» Task item: In the post on forgiveness below, reproduce everything from "They too felt" down to "and laugh again." word for word.

» Excerpt to read:
------------
The Healing Power of Forgiveness

Is there someone or something you have been unable to forgive? How long have you been hanging on to this resentment? The book, “Forgiving the Killer while Grieving Uriah” is based on a true story of a couple who battled with bitterness, hate, anger, and vengeance when their only son was murdered. They wanted revenge on the murderer. Who is the person killing your soul? Is it an ex-husband who abused you, a friend who stole money from you, a parent who was harsh and unloving, or a co-worker who stole your job? There are hundreds of reasons why your soul is hurting? Release the prisoner inside you and learn how to live and laugh again by forgiving.

Susan Free

4/29/20242 min read

In this blog, we dive deeper into the transformative power of forgiveness. As you read the true story of Johnny Debbie McDaniel, and how they grieved and suffered for eight years after their only son was murdered; you discover how forgiveness releases the burdens of heartbreak, loneliness, anxiety, depression, and chronic anger.

They too felt un-forgiveness and resentment over the injustice of someone taking their son life. They wanted revenge; they wanted the murderer to pay with his life to level the playing field. We all feel the injustice and pain when someone hurts us. This pain can hibernate inside us for years causing us stress, heart disease, ill-feelings, depression, or anger.

When an injustice is not replaced with forgiveness, the bitterness affects relationships, marriages, friends, jobs, and eventually turns you into a prisoner, who is behind the bars of hate. When we forgive, we release the prisoner inside and learn to live and laugh again.

Forgiving Those Who Hurt You

The pain of someone hurting you can hang on for a lifetime, causing you to hold a grudge against them. Are you holding on to pain that you are unable to forgive someone for? Forgiveness is hard work, but well worth the effort once healing takes place. When you hold on to hurt, you create a prison within yourself that only hurts you. This prisoner inside keeps you bound by the stress, rage, and anger inside. The prisoner inside you affects your well-being in your relationships, marriage, work, and life in general.

Jesus says, “Love your enemies and pray for those you persecute you” (Matthew 5:44 NLT).

You forgive the person that hurt you, not because they deserve it, but because God asks us to forgive those who trespass against us. True forgiveness comes from the heart. You are not saying you condone what happened. You don’t have to hang-out with that person who hurt you or become their friend. But you can release the hurt and learn to forgive, freeing the prisoner inside, which is you. God will forgive us for anything we have done by just asking. He expects us to do the same for others.
------------
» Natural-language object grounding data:
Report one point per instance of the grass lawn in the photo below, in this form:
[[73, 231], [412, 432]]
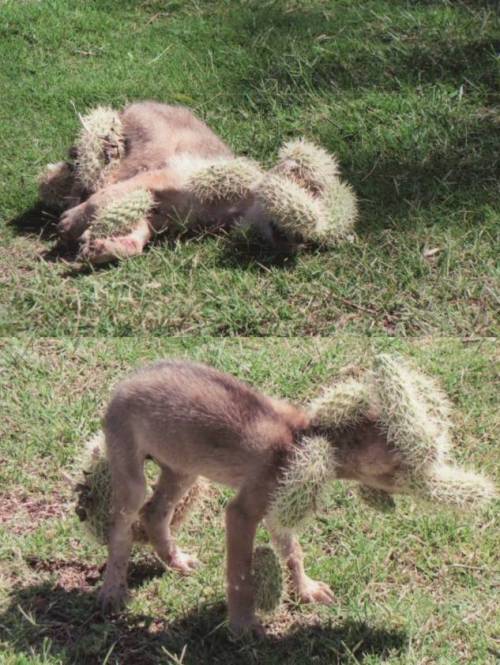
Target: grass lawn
[[415, 588], [405, 93]]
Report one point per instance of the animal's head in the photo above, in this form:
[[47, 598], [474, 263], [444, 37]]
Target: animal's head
[[389, 428]]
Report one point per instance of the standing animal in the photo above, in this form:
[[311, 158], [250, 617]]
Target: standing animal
[[196, 421]]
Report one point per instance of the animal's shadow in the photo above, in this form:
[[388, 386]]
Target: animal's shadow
[[65, 622]]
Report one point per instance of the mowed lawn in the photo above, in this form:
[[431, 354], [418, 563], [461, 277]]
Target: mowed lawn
[[415, 587], [405, 93]]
------------
» Answer space:
They too felt un-forgiveness and resentment over the injustice of someone taking their son life. They wanted revenge; they wanted the murderer to pay with his life to level the playing field. We all feel the injustice and pain when someone hurts us. This pain can hibernate inside us for years causing us stress, heart disease, ill-feelings, depression, or anger.

When an injustice is not replaced with forgiveness, the bitterness affects relationships, marriages, friends, jobs, and eventually turns you into a prisoner, who is behind the bars of hate. When we forgive, we release the prisoner inside and learn to live and laugh again.